→ EXERCISE DIRECTIONS
Copy out each line in the items below that contains the string "banner".
══ DATA TO USE
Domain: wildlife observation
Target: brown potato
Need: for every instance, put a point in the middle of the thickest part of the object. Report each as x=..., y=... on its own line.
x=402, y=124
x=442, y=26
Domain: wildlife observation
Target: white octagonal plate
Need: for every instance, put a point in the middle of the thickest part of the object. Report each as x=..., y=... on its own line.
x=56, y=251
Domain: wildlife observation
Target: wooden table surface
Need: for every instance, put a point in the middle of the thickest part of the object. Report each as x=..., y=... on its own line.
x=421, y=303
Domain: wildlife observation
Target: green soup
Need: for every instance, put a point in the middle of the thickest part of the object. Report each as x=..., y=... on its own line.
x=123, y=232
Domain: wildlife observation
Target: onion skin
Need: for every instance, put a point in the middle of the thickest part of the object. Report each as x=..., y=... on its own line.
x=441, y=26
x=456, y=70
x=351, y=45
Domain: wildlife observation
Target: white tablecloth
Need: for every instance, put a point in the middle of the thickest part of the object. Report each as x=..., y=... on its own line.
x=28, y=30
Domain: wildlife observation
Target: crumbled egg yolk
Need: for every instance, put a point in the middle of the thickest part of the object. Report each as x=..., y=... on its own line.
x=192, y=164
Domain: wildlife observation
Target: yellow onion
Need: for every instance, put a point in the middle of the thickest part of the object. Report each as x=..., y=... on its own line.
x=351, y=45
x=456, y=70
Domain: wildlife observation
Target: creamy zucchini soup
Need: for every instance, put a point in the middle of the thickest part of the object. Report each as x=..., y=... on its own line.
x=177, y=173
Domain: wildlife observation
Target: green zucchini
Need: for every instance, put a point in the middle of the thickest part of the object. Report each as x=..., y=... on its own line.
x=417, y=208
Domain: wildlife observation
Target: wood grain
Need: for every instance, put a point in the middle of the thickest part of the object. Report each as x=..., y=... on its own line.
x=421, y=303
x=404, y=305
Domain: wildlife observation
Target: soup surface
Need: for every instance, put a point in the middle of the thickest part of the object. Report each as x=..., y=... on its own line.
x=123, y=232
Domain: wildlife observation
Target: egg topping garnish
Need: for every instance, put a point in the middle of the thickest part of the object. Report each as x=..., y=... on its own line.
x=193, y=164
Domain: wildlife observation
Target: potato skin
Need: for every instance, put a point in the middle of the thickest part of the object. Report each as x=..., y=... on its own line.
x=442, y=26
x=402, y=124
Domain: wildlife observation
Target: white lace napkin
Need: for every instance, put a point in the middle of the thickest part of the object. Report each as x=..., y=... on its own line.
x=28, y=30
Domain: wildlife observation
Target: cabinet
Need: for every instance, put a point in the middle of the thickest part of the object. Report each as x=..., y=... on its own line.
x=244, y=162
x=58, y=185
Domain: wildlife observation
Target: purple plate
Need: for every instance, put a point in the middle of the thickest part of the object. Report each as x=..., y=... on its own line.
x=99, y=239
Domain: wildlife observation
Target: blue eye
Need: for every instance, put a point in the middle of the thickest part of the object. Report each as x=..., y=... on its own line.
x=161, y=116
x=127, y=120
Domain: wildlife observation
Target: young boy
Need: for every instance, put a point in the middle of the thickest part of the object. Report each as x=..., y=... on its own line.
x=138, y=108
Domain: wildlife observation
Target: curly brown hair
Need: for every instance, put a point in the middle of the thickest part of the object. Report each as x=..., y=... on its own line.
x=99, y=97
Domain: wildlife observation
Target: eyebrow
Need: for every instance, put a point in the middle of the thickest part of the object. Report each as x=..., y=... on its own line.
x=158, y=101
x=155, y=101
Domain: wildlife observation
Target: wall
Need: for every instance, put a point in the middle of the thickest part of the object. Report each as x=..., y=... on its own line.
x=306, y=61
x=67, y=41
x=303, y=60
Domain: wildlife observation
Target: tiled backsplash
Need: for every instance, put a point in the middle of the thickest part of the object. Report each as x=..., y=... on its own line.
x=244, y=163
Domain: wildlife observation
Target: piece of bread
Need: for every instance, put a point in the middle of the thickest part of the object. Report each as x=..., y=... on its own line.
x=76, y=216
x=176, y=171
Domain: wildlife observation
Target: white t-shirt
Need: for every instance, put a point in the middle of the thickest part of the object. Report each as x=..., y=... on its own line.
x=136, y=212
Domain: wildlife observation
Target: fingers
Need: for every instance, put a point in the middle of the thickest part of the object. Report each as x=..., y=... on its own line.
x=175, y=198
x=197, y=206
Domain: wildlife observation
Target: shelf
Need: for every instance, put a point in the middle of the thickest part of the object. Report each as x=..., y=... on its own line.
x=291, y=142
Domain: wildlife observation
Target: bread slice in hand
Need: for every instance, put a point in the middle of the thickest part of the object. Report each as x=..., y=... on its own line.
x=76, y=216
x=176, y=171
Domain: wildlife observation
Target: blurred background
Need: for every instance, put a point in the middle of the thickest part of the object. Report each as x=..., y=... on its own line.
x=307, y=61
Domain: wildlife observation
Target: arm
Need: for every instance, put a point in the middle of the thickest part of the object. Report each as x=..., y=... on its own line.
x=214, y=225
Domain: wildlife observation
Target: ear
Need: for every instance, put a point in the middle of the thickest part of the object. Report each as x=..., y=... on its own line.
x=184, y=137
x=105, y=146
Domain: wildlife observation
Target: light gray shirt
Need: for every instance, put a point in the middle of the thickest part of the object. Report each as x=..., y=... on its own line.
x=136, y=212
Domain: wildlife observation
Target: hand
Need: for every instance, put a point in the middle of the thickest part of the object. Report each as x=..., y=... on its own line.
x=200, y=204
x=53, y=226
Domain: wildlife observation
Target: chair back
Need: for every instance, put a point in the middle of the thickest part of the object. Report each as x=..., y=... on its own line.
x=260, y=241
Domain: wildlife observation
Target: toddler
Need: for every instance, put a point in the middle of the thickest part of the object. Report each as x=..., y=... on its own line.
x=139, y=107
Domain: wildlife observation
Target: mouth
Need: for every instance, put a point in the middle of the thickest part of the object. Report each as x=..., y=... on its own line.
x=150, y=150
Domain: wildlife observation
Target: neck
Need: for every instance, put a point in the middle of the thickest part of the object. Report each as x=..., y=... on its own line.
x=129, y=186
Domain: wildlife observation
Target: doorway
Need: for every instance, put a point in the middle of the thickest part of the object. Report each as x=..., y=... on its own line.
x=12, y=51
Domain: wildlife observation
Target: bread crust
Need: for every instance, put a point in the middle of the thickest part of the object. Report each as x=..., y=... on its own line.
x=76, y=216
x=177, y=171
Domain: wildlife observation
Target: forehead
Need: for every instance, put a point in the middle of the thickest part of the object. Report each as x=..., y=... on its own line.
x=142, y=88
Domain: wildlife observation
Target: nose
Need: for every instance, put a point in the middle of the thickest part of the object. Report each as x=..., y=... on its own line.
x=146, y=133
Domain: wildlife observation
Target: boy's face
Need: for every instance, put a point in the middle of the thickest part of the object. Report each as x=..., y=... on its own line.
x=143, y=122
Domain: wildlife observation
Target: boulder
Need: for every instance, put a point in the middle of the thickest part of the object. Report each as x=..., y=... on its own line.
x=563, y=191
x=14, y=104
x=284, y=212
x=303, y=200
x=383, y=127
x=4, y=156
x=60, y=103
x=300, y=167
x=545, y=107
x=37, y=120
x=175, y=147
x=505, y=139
════
══ DATA TO USE
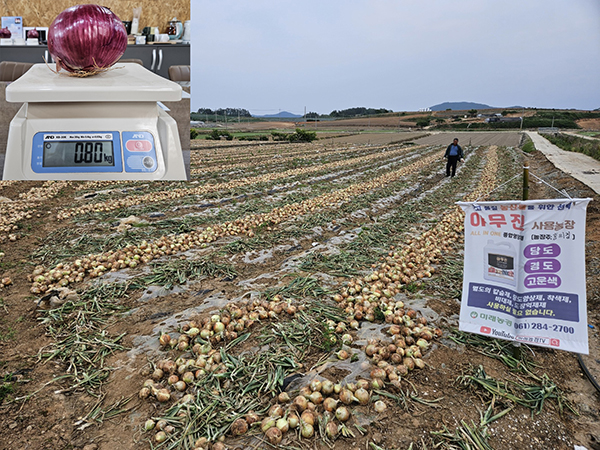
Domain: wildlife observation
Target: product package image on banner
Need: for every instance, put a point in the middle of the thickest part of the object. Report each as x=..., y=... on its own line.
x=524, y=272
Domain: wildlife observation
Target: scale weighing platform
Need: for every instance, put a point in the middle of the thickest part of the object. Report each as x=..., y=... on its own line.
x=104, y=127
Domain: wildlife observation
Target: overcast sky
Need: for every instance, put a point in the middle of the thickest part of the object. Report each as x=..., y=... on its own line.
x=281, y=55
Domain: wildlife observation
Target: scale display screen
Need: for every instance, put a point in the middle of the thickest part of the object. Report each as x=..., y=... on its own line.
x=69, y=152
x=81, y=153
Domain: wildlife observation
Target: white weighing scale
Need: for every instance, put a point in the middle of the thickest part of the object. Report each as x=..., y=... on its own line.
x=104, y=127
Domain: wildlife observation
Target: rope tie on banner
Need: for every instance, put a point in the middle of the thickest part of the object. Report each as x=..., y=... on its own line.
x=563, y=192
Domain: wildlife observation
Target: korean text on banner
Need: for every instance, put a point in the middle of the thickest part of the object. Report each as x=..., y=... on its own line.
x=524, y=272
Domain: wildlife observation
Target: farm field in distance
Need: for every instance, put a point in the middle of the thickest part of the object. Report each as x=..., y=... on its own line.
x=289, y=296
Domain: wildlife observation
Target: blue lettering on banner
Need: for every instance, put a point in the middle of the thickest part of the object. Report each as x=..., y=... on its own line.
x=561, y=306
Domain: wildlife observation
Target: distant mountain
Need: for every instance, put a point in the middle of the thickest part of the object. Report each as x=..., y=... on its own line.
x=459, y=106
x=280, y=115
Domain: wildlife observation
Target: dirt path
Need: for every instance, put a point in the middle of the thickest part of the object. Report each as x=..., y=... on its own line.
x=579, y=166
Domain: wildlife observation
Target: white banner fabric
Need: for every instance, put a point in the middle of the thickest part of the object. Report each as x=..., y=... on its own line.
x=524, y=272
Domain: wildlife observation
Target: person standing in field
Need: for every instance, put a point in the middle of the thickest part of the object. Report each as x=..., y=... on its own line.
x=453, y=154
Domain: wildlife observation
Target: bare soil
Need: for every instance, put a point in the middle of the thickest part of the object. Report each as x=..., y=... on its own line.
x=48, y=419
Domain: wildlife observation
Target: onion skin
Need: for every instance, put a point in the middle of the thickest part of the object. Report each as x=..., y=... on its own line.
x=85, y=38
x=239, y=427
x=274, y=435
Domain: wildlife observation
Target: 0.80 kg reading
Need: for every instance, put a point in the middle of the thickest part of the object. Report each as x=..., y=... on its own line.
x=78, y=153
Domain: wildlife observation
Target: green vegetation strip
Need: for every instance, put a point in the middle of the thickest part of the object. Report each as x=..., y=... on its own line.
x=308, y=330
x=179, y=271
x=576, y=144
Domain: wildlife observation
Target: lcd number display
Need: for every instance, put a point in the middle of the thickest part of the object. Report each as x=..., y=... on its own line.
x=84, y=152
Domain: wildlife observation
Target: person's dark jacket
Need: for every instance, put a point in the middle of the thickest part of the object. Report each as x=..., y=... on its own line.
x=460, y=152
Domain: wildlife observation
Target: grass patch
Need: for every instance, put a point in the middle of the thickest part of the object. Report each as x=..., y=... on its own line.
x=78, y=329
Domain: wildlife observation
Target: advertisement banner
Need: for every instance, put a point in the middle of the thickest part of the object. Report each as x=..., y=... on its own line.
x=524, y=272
════
→ OUTPUT OF THE EXERCISE
Target: product package image on banner
Target: rope tie on banner
Target: korean text on banner
Target: blue lettering on banner
Target: white banner fabric
Target: advertisement banner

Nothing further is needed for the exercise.